# start of INPUT MATERIAL

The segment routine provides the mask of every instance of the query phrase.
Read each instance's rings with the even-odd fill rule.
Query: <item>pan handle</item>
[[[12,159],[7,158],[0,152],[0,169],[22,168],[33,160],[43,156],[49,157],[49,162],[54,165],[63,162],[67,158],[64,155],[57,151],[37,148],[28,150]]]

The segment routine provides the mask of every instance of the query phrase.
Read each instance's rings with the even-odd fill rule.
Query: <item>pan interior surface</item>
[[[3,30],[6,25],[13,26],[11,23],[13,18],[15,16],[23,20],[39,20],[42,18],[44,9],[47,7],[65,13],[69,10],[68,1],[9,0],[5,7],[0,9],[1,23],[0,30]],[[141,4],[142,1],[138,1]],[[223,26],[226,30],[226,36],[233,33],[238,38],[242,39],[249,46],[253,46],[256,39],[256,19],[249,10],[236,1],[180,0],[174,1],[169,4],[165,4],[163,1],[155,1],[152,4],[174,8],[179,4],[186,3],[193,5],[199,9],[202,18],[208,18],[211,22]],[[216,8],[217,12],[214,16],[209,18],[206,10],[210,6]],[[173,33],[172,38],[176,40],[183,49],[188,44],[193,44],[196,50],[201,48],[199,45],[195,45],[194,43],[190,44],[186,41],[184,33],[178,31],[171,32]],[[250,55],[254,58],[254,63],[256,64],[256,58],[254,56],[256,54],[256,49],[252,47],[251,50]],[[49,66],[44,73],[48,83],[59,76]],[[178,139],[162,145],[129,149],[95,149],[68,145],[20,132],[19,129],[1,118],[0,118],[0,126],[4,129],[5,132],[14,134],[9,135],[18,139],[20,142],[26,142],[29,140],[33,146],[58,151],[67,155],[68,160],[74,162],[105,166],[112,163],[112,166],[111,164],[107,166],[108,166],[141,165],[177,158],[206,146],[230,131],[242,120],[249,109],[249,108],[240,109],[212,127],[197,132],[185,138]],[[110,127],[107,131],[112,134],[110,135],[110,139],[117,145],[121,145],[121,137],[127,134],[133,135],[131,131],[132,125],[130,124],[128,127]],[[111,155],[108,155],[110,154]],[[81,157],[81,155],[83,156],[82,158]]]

# end of INPUT MATERIAL

Copy out every one of the records above without changing a single character, line, or space.

The segment routine provides the mask of every instance of the query phrase.
Read each instance's rings with the even-odd fill rule.
Query: <item>pan handle</item>
[[[12,159],[7,158],[0,152],[0,169],[22,168],[33,160],[43,156],[49,157],[49,162],[54,165],[63,162],[67,158],[64,155],[57,151],[37,148],[28,150]]]

The segment routine provides the mask of every instance of the query phrase.
Read each instance's rings with the even-odd fill rule.
Query: <item>pan interior surface</item>
[[[3,30],[6,25],[13,26],[11,23],[13,18],[15,16],[23,20],[39,20],[42,18],[44,9],[47,7],[65,13],[69,10],[68,1],[9,0],[5,7],[0,9],[1,23],[0,30]],[[141,4],[142,1],[138,1]],[[223,26],[226,30],[226,36],[233,33],[238,38],[242,39],[249,46],[253,46],[256,39],[256,19],[249,10],[236,1],[180,0],[174,1],[169,4],[165,4],[163,1],[155,1],[152,4],[174,8],[179,4],[186,3],[193,5],[199,9],[202,18],[208,18],[211,22]],[[216,8],[217,12],[214,16],[209,18],[206,10],[210,6]],[[173,33],[172,38],[176,40],[183,49],[188,44],[193,44],[196,50],[201,48],[199,45],[195,45],[194,43],[190,44],[186,41],[184,33],[178,31],[171,32]],[[250,55],[254,58],[254,63],[256,64],[256,58],[254,56],[256,54],[256,49],[252,47],[251,50]],[[49,66],[44,73],[48,83],[59,76]],[[178,139],[162,145],[129,149],[95,149],[68,145],[20,132],[19,129],[1,118],[0,118],[0,126],[4,129],[5,132],[14,134],[9,135],[18,139],[20,142],[26,142],[29,140],[33,146],[58,151],[67,155],[68,160],[74,162],[105,166],[112,163],[112,166],[111,164],[107,166],[108,166],[141,165],[177,158],[206,146],[230,131],[242,120],[249,109],[249,108],[240,109],[212,127],[197,132],[185,138]],[[110,127],[107,131],[112,134],[110,135],[110,139],[117,145],[121,145],[121,137],[127,134],[133,135],[131,131],[132,125],[130,124],[128,127]],[[111,155],[108,155],[110,154]],[[81,157],[81,155],[83,156],[82,158]]]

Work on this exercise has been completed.